* [Document passage]
::::::::::

On 26/03/19 12:20PM, Jonathan Cameron wrote:
> On Wed, 18 Mar 2026 20:28:37 -0500
> John Groves <[email protected]> wrote:
> 
> > The new fsdev driver provides pages/folios initialized compatibly with
> > fsdax - normal rather than devdax-style refcounting, and starting out
> > with order-0 folios.
> > 
> > When fsdev binds to a daxdev, it is usually (always?) switching from the
> > devdax mode (device.c), which pre-initializes compound folios according
> > to its alignment. Fsdev uses fsdev_clear_folio_state() to switch the
> > folios into a fsdax-compatible state.
> > 
> > A side effect of this is that raw mmap doesn't (can't?) work on an fsdev
> > dax instance. Accordingly, The fsdev driver does not provide raw mmap -
> > devices must be put in 'devdax' mode (drivers/dax/device.c) to get raw
> > mmap capability.
> > 
> > In this commit is just the framework, which remaps pages/folios compatibly
> > with fsdax.
> > 
> > Enabling dax changes:
> > 
> > - bus.h: add DAXDRV_FSDEV_TYPE driver type
> > - bus.c: allow DAXDRV_FSDEV_TYPE drivers to bind to daxdevs
> > - dax.h: prototype inode_dax(), which fsdev needs
> > 
> > Suggested-by: Dan Williams <[email protected]>
> > Suggested-by: Gregory Price <[email protected]>
> > Signed-off-by: John Groves <[email protected]>
> 
> A few comments inline.  I think some of the code here could be moved
> to a helper library used by both this and device.c
> 
> > ---
> >  MAINTAINERS          |   8 ++
> >  drivers/dax/Makefile |   6 +
> >  drivers/dax/bus.c    |   4 +
> >  drivers/dax/bus.h    |   1 +
> >  drivers/dax/fsdev.c  | 253 +++++++++++++++++++++++++++++++++++++++++++
> >  fs/dax.c             |   1 +
> >  include/linux/dax.h  |   3 +
> >  7 files changed, 276 insertions(+)

::::::::::

* [Source data]
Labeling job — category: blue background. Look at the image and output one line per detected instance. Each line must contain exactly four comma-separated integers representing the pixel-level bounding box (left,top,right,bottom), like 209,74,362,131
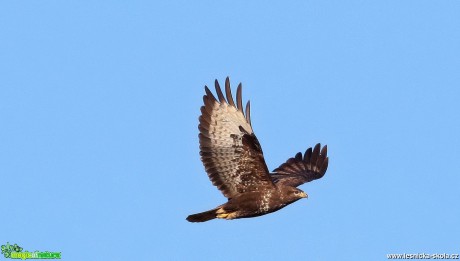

::::::::::

* [Directive A] Update the stretch of the fsdev patch email from "On 26/03/19 12:20PM, Jonathan" through "with order-0 folios.", replacing "order-0" with "order-1".
* [Directive B] According to the fsdev patch email, what mode must devices be put in to get raw mmap capability?
* [Directive C] Resume the fsdev patch email after its last line.
Nothing here depends on the lines.

* [Exercise output A]
On 26/03/19 12:20PM, Jonathan Cameron wrote:
> On Wed, 18 Mar 2026 20:28:37 -0500
> John Groves <[email protected]> wrote:
> 
> > The new fsdev driver provides pages/folios initialized compatibly with
> > fsdax - normal rather than devdax-style refcounting, and starting out
> > with order-1 folios.

* [Exercise output B] 'devdax' mode (drivers/dax/device.c)

* [Exercise output C]
> >  create mode 100644 drivers/dax/fsdev.c
> > 
> > diff --git a/MAINTAINERS b/MAINTAINERS
> > index 96ea84948d76..e83cfcf7e932 100644
> > --- a/MAINTAINERS
> > +++ b/MAINTAINERS
> > @@ -7298,6 +7298,14 @@ L:   [email protected]
> >  S: Supported
> >  F: drivers/dax/
> >  
> > +DEVICE DIRECT ACCESS (DAX) [fsdev_dax]
> > +M: John Groves <[email protected]>
> > +M: John Groves <[email protected]>
> > +L: [email protected]
> > +L: [email protected]
> > +S: Supported
> > +F: drivers/dax/fsdev.c
> > +
> >  DEVICE FREQUENCY (DEVFREQ)
> >  M: MyungJoo Ham <[email protected]>
> >  M: Kyungmin Park <[email protected]>
> > diff --git a/drivers/dax/Makefile b/drivers/dax/Makefile
> > index 5ed5c39857c8..3bae252fd1bf 100644
> > --- a/drivers/dax/Makefile
> > +++ b/drivers/dax/Makefile
> > @@ -5,10 +5,16 @@ obj-$(CONFIG_DEV_DAX_KMEM) += kmem.o
> >  obj-$(CONFIG_DEV_DAX_PMEM) += dax_pmem.o
> >  obj-$(CONFIG_DEV_DAX_CXL) += dax_cxl.o
> >  
> > +# fsdev_dax: fs-dax compatible devdax driver (needs DEV_DAX and FS_DAX)
> > +ifeq ($(CONFIG_FS_DAX),y)
> > +obj-$(CONFIG_DEV_DAX) += fsdev_dax.o
> > +endif
> 
> Why not throw in a new CONFIG_FSDAX_DEV and handle the dependencies
> in Kconfig?  

At one point I had another config parameter, but I'm trying not to
gratuitously add them. The fsdev driver is pretty small, and including it
whenever FS_DAX is enabled felt reasonable to me. I'm willing to change it
if there's a consensus that way.

> 
> > +
> >  dax-y := super.o
> >  dax-y += bus.o
> >  device_dax-y := device.o
> >  dax_pmem-y := pmem.o
> >  dax_cxl-y := cxl.o
> > +fsdev_dax-y := fsdev.o
> >  
> >  obj-y += hmem/
> 
> > diff --git a/drivers/dax/fsdev.c b/drivers/dax/fsdev.c
> > new file mode 100644
> > index 000000000000..e5b4396ce401
> > --- /dev/null
> > +++ b/drivers/dax/fsdev.c
> 
> > +static int fsdev_dax_probe(struct dev_dax *dev_dax)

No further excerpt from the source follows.